Goal: Rescale the records below by rewriting every line, requests included, with each coordinate in the answers multiplied by 2.35 and rounded to the nearest whole number, halves going up. Leave the numbers in the requests and their format samples unchanged, and omit the pictures from your output.
□ □ □ □
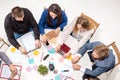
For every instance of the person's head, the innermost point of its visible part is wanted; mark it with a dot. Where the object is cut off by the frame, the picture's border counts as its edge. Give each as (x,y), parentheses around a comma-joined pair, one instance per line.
(54,12)
(100,52)
(82,24)
(17,13)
□ □ □ □
Exercise output:
For every instance of the person's head, the innermost point of its visible part is wanted; mark it with a dot. Where the object is cut off by the frame, the picture's border counts as its edge. Give each as (x,y), parentheses around a comma-joined pair, one instance per line.
(127,28)
(235,122)
(193,56)
(40,31)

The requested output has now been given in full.